■ **YOUR INSTRUCTIONS**: The lines to reproduce run from the one containing "Query: rising smoke" through the final line of the entries; write them out exactly and add nothing.

■ **DATA FOR THE TASK**:
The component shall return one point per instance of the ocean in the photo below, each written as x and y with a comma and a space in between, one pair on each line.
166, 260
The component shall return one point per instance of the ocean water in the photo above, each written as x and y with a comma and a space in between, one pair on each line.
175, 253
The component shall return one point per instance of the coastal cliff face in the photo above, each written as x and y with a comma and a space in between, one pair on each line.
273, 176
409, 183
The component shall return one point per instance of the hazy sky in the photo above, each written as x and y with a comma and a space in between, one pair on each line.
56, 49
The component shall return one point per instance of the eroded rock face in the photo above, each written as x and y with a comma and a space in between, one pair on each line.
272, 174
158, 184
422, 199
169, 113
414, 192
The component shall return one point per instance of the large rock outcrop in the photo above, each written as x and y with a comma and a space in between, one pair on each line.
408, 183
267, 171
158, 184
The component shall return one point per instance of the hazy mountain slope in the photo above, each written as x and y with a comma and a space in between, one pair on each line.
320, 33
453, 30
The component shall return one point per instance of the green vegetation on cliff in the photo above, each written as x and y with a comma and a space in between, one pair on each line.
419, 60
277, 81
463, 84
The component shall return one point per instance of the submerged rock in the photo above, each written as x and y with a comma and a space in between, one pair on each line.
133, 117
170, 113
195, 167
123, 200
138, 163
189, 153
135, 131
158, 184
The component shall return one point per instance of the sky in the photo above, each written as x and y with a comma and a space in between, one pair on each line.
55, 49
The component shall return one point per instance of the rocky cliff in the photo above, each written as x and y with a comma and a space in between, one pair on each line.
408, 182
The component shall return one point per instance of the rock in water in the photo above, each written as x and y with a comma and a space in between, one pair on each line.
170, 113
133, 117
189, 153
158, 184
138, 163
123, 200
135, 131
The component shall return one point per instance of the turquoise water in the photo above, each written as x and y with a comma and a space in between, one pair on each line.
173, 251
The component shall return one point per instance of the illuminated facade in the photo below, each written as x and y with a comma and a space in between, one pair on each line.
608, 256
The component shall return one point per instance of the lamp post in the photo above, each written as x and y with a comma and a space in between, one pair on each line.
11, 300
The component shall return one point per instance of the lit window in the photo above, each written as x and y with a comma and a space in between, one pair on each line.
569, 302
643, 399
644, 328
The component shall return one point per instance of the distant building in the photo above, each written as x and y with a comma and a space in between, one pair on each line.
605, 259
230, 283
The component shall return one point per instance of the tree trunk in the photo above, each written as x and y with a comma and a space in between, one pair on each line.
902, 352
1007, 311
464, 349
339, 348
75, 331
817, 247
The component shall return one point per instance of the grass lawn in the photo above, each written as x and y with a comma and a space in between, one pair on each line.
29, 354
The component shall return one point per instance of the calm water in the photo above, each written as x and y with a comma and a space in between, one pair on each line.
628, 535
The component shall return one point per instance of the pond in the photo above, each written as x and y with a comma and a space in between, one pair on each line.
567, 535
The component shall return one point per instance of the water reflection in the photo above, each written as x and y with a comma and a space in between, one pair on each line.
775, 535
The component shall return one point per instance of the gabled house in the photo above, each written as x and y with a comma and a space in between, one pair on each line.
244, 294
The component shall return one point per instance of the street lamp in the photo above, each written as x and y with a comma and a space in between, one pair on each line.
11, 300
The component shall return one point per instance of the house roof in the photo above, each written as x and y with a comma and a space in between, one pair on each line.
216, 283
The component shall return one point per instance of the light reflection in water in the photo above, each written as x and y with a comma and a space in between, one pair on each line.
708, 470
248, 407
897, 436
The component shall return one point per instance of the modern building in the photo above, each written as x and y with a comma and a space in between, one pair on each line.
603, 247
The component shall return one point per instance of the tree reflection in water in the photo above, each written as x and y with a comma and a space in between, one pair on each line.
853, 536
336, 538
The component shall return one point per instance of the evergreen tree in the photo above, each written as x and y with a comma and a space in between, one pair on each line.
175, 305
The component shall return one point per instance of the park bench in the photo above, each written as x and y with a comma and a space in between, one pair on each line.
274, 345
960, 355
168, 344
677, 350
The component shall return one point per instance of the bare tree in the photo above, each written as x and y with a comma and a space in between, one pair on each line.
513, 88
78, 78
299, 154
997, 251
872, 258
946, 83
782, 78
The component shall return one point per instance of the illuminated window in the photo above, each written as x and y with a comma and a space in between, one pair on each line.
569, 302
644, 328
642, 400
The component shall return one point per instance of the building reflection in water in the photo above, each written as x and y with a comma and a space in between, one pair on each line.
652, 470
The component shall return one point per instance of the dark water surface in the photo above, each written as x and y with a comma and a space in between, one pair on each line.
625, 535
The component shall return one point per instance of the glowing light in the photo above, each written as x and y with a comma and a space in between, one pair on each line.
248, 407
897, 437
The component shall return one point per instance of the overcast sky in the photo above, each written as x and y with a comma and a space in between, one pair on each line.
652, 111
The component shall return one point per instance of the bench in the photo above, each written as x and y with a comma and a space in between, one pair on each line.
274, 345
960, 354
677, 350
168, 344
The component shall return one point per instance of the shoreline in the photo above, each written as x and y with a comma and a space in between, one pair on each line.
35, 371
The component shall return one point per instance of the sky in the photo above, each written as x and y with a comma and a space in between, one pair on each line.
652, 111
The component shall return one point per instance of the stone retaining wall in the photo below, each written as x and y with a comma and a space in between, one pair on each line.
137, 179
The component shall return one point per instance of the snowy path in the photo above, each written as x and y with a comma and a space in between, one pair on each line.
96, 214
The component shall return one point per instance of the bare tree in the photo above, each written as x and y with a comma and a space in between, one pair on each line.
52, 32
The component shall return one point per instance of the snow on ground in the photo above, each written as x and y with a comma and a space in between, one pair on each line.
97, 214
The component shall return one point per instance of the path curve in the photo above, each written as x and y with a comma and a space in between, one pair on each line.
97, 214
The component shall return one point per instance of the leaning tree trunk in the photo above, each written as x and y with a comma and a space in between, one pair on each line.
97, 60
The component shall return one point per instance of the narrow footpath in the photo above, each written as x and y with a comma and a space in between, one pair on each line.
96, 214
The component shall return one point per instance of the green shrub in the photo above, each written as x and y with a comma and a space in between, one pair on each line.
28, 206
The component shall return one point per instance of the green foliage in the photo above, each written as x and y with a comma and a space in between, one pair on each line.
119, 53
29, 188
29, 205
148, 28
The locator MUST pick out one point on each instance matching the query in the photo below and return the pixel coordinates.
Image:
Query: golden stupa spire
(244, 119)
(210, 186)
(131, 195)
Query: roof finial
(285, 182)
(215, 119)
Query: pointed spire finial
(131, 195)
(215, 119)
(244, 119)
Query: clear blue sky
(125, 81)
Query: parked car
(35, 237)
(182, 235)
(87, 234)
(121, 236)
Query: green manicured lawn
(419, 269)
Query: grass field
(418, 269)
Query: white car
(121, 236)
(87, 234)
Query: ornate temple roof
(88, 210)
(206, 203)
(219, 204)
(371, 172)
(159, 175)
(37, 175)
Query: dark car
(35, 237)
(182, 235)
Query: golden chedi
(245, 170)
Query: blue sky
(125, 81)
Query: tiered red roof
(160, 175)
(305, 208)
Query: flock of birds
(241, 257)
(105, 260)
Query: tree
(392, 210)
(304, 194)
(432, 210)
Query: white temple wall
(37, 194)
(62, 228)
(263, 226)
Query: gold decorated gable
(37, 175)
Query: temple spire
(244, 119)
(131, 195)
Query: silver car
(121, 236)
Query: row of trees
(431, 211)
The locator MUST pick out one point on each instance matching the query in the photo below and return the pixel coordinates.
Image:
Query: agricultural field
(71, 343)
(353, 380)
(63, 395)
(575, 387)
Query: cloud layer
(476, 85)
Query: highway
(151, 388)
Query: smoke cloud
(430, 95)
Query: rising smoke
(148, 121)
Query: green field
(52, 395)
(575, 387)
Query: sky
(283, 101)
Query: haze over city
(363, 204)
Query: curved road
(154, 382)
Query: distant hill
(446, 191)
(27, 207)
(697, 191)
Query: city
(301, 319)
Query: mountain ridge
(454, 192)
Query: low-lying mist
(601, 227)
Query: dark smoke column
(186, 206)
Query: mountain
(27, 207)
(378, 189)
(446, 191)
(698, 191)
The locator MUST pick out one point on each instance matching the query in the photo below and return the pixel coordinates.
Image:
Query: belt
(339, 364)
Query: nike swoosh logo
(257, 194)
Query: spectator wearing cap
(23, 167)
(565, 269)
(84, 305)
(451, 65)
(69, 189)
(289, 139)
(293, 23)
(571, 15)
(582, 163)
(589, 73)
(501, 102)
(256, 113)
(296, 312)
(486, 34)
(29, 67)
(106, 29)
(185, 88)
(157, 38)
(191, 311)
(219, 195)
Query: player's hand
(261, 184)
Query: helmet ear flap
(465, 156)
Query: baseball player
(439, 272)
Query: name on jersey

■ **ANSWER TO THE EXERCISE**:
Query: rising smoke
(148, 121)
Query: green field
(52, 395)
(575, 387)
Query: sky
(283, 101)
Query: haze over city
(363, 204)
Query: curved road
(154, 382)
Query: distant hill
(446, 191)
(27, 207)
(697, 191)
Query: city
(301, 319)
Query: mountain ridge
(454, 192)
Query: low-lying mist
(601, 227)
Query: dark smoke column
(186, 206)
Query: mountain
(27, 207)
(378, 189)
(446, 191)
(698, 191)
The locator MUST pick out one point on each instance matching the query in the photo below and return the pixel coordinates.
Image:
Query: belt
(339, 364)
Query: nike swoosh logo
(257, 194)
Query: spectator wearing cap
(23, 167)
(565, 269)
(84, 305)
(451, 65)
(69, 189)
(289, 139)
(293, 23)
(571, 15)
(582, 163)
(589, 73)
(501, 102)
(256, 113)
(296, 312)
(486, 34)
(29, 67)
(106, 29)
(185, 88)
(157, 38)
(191, 311)
(219, 195)
Query: player's hand
(261, 184)
Query: helmet ear flap
(465, 156)
Query: baseball player
(439, 272)
Query: name on jersey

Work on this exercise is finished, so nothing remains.